> [Set of tasks]:
#1 Answer these questions about the forum thread on Dish channel packages, one line each: (a) Which two channels did the CSR say are still part of Dish America Gold? (b) From which packages does the CSR say those channels were removed? (c) What price is given for the extra Platinum package?
#2 Extend the forum thread on Dish channel packages, starting right after its final post.

> [Text provided]:
+--

Perhaps ... if they can identify her by these posts. As long as you have checked to make sure she's paying for what she wants and getting what she's paying for she should be ok. Hopefully she's not paying for Platinum and missing channels due to bad authorizations or antenna issues. If she's not paying for Platinum and has HD Free listed on her account I wouldn't worry about the extra channels.


----------



## BarryG (Jun 25, 2006)

BarryG said:


> And hasn't Palladia and HD Theatre been taken out and moved into the $10 extra Platinum package?


CSR just told me that Palladia and HD Theatre are still part of Dish America Gold - they haven't been removed from DA packages - just the AT packages.


----------



## bnborg (Jun 3, 2005)

BarryG said:


> CSR just told me that Palladia and HD Theatre are still part of Dish America Gold - they haven't been removed from DA packages - just the AT packages.

+--

> [Provided records]:
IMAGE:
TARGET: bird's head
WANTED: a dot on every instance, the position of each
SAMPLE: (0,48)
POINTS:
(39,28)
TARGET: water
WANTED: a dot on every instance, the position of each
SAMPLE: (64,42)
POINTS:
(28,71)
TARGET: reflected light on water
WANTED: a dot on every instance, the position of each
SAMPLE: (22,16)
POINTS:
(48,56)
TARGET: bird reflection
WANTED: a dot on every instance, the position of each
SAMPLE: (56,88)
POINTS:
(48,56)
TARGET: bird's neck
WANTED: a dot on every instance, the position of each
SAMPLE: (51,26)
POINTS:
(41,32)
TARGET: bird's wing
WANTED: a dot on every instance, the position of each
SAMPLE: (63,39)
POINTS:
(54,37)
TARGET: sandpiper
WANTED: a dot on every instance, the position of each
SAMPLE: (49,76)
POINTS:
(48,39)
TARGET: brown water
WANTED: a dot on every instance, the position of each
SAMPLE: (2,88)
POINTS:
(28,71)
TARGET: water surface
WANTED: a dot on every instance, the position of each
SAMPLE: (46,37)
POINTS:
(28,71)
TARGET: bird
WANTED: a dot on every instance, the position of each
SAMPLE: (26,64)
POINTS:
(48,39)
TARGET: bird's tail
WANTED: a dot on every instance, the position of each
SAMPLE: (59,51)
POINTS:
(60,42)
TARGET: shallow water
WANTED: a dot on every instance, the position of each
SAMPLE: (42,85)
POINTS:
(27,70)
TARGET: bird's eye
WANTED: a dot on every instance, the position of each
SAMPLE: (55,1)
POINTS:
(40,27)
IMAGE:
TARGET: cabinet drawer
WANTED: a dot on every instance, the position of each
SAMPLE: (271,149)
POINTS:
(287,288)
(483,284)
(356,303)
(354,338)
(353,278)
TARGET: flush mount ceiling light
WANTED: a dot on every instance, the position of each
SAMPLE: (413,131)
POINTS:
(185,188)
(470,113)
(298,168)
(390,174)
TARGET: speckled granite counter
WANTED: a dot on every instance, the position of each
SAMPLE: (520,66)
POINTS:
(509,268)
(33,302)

+--

> [The answers]:
#1
(a) Palladia and HD Theatre
(b) The AT packages
(c) $10

#2
True, they are part of Platinum.

But you will lose Chiller, Sleuth, HMC and BBC, and others. See my post: http://www.dbstalk.com/showthread.php?p=2522526#post2522526.


----------



## Michael P (Oct 27, 2004)

Palladia has been added back to HD250 (along with an SD version on a different channel number!?! This is the only channel that does not mapdown to the same channel number as it's SD counterpart. Could it be due to the SD channel being added after the fact (a formerly HD only channel).


----------



## James Long (Apr 17, 2003)

Michael P said:
 

> Palladia has been added back to HD250 (along with an SD version on a different channel number!?! This is the only channel that does not mapdown to the same channel number as it's SD counterpart. Could it be due to the SD channel being added after the fact (a formerly HD only channel).


Paladia on the former Fuse channel (158) is a mess.

If I were DISH I'd put a mirror on 369 (duplicate channel number, same feed) and use the mapdown on 9469 to create 158. It seems silly to have the HD version hidden so far away from the SD version ... unless they are expecting to restore Fuse and don't want to undo the mapping.


----------



## BarryG (Jun 25, 2006)

Michael P said:


> Palladia has been added back to HD250


It's back in HD200 and HD120 as well.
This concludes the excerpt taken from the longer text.